→ **MATERIAL SUPPLIED**
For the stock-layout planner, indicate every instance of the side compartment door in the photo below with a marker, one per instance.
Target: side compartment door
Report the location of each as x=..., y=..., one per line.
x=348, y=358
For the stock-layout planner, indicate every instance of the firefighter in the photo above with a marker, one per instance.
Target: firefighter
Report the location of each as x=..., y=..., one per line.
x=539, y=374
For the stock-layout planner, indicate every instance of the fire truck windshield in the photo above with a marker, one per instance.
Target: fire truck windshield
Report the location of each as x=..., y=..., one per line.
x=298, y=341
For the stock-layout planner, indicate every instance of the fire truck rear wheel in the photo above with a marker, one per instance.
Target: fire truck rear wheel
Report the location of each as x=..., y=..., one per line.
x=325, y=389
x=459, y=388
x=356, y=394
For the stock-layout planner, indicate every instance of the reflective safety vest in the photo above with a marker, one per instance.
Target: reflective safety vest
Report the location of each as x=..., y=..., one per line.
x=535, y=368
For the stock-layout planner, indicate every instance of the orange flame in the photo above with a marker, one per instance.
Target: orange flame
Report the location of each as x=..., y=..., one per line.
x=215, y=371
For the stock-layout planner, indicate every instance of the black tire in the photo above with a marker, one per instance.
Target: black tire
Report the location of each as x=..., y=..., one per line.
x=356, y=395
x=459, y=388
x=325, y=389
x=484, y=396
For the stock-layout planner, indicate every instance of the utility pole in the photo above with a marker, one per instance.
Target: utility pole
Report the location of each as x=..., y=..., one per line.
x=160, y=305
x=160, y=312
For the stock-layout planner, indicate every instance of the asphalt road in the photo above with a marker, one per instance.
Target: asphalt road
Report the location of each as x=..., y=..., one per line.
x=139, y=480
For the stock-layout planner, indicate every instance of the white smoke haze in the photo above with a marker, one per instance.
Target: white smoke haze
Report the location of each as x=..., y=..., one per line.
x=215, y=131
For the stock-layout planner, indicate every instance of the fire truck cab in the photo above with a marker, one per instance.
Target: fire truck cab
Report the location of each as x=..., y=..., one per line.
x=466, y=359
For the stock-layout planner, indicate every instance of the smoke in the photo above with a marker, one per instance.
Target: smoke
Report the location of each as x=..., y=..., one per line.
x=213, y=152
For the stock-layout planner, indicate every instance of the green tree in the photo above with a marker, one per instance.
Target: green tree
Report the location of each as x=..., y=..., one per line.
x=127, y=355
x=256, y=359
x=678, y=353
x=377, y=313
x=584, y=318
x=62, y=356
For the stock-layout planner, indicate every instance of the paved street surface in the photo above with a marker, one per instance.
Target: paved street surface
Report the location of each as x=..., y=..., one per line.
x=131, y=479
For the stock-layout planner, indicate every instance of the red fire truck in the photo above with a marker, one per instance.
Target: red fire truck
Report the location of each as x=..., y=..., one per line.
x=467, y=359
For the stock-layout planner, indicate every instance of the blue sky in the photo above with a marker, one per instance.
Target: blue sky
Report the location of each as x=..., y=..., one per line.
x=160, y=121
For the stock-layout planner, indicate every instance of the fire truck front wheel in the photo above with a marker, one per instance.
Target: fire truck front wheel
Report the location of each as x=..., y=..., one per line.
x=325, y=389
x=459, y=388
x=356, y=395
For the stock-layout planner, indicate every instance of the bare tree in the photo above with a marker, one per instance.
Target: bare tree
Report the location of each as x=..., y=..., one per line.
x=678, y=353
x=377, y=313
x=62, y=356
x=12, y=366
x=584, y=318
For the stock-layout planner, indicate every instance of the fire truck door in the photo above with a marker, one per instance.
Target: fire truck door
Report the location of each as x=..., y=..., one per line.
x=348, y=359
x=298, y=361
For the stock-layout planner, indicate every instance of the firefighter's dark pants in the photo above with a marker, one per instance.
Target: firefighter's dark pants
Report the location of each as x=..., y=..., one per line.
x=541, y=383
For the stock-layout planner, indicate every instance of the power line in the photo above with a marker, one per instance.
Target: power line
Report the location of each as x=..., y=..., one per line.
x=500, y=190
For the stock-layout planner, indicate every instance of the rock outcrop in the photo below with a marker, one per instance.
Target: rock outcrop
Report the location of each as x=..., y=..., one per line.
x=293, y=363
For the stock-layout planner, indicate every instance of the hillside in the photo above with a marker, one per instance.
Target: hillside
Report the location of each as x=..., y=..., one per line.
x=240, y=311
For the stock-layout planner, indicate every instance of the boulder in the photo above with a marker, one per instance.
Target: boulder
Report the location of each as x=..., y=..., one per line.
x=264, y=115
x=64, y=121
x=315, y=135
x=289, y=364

→ **WORK REQUIRED**
Rescale the data from its first line through the line that has "x=298, y=341", both included. Copy every line in full, and multiply only the x and y coordinates in the answers by 2.4, rounding each to a whole number with halves rounded up.

→ **ANSWER BELOW**
For the stock-layout planner, indicate every instance of the side compartment door in the photo below with a marker, one per instance.
Target: side compartment door
Report the location of each as x=..., y=..., one per line.
x=835, y=859
For the stock-layout planner, indicate every instance of the firefighter in the photo above with a marker, one per instance.
Target: firefighter
Report the location of each as x=..., y=..., one per line.
x=1294, y=898
For the stock-layout planner, indicate every instance of the fire truck windshield in the photo above with a marker, one per instance.
Target: fire truck windshield
Report the location of each as x=..., y=..., one per line.
x=715, y=818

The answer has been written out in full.